**Document section**:
####################
VICE-PRESIDENT Emmerson Mnangagwa has denied accusations he played an active role in the Gukurahundi massacres, which reportedly claimed over 20 000 lives in Matabeleland and Midlands regions in the 1980s.

Speaking in a recent interview with United Kingdom-based magazine New States Man, Mnangagwa said reports linking him to the atrocities were being peddled by his political foes to soil his image.

Mnangagwa, who at the time was State Security minister, seemed to pass the buck to President Robert Mugabe, then Defence minister Sydney Sekeramayi and army commanders for the massacres, which were perpetrated by a North Korean-trained army unit, the Fifth Brigade.

“How do I become the enforcer during Gukurahundi? We had the President, the Minister of Defence, commander of the army and I was none of that. My own enemies attack me left and right and that is what you are buying,” he is quoted as having said.

The late General Solomon Mujuru was army commander, while current Airforce of Zimbabwe Commander, Perrance Shiri was Fifth Brigade commander.
####################
[Items listed in a dataset]
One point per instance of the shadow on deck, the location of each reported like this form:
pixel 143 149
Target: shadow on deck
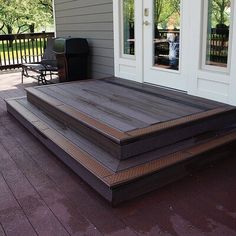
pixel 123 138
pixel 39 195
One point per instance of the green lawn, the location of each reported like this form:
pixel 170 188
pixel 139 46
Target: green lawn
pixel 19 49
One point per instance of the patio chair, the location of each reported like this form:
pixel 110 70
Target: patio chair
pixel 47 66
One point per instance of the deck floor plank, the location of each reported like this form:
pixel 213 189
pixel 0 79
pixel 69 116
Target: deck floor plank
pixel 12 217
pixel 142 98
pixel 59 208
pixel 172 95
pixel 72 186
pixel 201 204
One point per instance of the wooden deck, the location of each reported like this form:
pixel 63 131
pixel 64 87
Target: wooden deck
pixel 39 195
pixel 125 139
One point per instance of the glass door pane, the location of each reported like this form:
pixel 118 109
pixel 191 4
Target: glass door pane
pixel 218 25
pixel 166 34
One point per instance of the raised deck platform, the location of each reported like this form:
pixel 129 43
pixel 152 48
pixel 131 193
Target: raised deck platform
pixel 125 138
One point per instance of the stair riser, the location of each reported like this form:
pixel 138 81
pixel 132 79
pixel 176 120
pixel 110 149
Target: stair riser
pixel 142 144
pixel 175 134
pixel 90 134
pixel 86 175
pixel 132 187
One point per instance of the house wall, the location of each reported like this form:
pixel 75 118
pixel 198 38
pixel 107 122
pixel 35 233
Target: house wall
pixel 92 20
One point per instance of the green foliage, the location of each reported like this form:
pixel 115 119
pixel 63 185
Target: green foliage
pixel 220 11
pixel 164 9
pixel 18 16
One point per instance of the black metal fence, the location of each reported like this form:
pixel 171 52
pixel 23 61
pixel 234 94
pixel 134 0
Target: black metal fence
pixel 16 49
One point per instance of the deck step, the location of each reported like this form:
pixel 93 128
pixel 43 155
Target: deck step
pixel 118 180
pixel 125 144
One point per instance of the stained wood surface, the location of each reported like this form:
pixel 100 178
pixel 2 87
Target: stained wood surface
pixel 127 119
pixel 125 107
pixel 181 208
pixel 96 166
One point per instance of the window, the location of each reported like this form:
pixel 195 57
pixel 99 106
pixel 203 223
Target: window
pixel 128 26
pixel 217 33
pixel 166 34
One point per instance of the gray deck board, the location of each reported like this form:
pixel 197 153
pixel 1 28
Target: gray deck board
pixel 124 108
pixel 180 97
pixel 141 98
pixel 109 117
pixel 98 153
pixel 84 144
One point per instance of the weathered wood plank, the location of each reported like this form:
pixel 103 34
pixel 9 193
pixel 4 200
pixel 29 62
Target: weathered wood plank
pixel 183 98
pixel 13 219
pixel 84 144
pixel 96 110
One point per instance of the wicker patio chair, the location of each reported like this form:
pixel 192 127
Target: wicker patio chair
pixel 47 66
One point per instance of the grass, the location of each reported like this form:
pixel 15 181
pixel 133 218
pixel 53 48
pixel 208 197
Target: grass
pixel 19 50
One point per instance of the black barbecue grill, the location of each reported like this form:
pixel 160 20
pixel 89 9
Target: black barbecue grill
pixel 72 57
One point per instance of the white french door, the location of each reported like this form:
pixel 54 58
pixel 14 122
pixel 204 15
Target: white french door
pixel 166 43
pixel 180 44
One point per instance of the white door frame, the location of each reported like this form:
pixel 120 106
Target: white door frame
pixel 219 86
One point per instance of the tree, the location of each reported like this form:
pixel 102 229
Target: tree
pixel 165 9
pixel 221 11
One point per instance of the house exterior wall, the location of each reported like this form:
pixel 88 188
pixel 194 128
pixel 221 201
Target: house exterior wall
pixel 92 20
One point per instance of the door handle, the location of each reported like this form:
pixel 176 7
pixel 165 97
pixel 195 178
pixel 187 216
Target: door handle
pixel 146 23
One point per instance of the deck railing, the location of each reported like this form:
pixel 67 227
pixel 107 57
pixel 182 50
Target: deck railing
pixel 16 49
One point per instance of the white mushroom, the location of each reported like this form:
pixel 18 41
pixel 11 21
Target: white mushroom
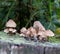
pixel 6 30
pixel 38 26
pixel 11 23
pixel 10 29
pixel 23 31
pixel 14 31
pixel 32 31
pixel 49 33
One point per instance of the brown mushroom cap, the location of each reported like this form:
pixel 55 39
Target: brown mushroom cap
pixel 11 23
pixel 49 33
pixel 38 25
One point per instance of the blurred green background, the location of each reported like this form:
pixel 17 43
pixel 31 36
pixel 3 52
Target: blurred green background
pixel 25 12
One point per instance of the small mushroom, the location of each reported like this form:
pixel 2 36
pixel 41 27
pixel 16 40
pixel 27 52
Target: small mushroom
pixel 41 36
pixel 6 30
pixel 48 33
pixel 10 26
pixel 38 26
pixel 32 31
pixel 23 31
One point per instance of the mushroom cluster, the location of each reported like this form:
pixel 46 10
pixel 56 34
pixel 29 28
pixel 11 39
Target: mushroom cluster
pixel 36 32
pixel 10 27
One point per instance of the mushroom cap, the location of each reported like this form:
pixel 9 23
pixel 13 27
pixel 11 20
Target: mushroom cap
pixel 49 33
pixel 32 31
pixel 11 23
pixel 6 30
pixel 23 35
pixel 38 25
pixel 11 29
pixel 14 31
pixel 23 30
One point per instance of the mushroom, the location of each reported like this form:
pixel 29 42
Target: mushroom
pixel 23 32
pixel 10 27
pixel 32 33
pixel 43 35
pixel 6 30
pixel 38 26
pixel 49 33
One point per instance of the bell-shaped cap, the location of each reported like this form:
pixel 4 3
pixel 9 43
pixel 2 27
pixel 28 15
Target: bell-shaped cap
####################
**Your goal**:
For each statement below, state yes or no depending on whether it agrees with the article on Mnangagwa's denial, and quote the words from the article that decide it.
1. At the time of the massacres, Mnangagwa held the post of State Security minister.
2. Mnangagwa gave his interview to a magazine based in the United States.
3. Perrance Shiri was the army commander during the massacres.

**Solution for this problem**:
1. Yes: "Mnangagwa, who at the time was State Security minister"
2. No: "United Kingdom-based magazine New States Man"
3. No: "The late General Solomon Mujuru was army commander, while current Airforce of Zimbabwe Commander, Perrance Shiri was Fifth Brigade commander."